*Exercise instructions*
a: Using the customer segmentation project description, answer these:
(i) What does the company mainly sell?
(ii) What three dimensions does RFM stand for?
(iii) What is used to deduce the optimum value of "K" in the algorithm?
b: Please retype the customer segmentation project description between "Online Retail Customer" and "company are wholesalers.", inclusive.
:: Document excerpt ::
/Customer-Segmentation

Customer Segmentation

Primary LanguageJupyter Notebook

Customer-Segmentation

AlmaBetter Verified Project

pie-segment-760 (1)

Problem Statement:

Online Retail Customer Segmentation Online-Retail-Customer-Segmentation In this project, your task is to identify major customer segments on a transnational data set which contains all the transactions occurring between 01/12/2010 and 09/12/2011 for a UK-based and registered non-store online retail.The company mainly sells unique all-occasion gifts. Many customers of the company are wholesalers.

The need of customer segmentation:

The differences in customers' behaviour, demographics, geographies, etc. help in classifying them in groups. Learning about different groups in the customer can help with following:

Target Marketing, Client understanding, Optimal product placement, Searching for new customers Revenue growth.

Recency-Frequency-Monetary (RFM) model to determine customer value:

The RFM model is quite useful model in retail customer segmentation where only the data of customer transaction is available. RFM stands for the three dimensions:

Recency – How recently did the customer purchase? Frequency – How often do they purchase? Monetary Value – How much do they spend? A combination of these three attributes can be defined to assign a quantitative value to customers. e.g. A customer who recently bought high value products and transacts regularly is a high value customer.

📖 Segmentation with K-means clustering:

Initially, the data is subject to important stages in an analytics pipeline: exploratory analysis, preprocessing, feature engineering and standardizaton. Then, the unsupervised classification technique, K-means clustering algorithm, is used to determine the ideal segments of customers. Silhouette analysis and related cluster visualizations are leveraged to deduce the optimum value of "K" (number of clusters) in the algorithm. The observations from the results are elaborately discussed before reaching the conclusion from the business perspective.
:::
:: Data excerpts ::
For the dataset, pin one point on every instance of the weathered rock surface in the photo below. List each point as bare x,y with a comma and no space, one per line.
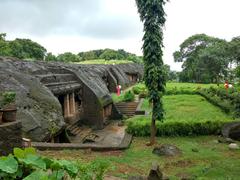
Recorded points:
166,150
40,111
10,137
231,130
155,173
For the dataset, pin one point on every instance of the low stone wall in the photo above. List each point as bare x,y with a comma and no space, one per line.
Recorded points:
10,137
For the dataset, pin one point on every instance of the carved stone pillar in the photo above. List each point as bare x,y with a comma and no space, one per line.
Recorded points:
72,104
66,106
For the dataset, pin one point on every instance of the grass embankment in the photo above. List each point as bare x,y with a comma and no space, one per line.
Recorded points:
213,161
103,61
185,115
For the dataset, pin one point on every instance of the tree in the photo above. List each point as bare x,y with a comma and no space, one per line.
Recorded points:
213,61
50,57
199,53
234,49
153,16
5,50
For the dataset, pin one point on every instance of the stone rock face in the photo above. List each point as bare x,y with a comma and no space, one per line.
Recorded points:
166,150
155,173
231,130
39,109
233,146
10,137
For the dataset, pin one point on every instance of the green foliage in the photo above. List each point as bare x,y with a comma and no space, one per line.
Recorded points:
185,115
153,16
27,165
50,57
7,98
139,88
103,61
128,96
141,127
205,59
21,48
68,57
227,101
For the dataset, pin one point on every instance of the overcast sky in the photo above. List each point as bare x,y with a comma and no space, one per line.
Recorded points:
81,25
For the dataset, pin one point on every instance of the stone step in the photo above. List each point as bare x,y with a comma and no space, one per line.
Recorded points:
64,89
59,70
60,83
50,78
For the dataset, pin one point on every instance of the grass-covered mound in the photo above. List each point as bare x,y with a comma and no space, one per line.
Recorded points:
185,115
212,161
103,61
27,164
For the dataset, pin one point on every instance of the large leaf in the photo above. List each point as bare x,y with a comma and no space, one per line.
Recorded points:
37,175
18,153
8,164
34,160
57,175
29,150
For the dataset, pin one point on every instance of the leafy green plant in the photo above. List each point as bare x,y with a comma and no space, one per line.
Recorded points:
27,164
140,127
128,96
7,98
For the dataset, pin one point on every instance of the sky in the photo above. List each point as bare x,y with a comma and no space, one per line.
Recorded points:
82,25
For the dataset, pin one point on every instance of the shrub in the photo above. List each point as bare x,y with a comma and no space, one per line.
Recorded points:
139,88
141,127
26,164
228,102
6,98
128,96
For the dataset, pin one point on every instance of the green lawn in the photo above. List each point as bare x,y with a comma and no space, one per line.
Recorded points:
213,161
189,108
192,86
103,61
:::
*Answers by task*
a:
(i) Unique all-occasion gifts.
(ii) Recency, Frequency, and Monetary Value.
(iii) Silhouette analysis and related cluster visualizations.

b:
Online Retail Customer Segmentation Online-Retail-Customer-Segmentation In this project, your task is to identify major customer segments on a transnational data set which contains all the transactions occurring between 01/12/2010 and 09/12/2011 for a UK-based and registered non-store online retail.The company mainly sells unique all-occasion gifts. Many customers of the company are wholesalers.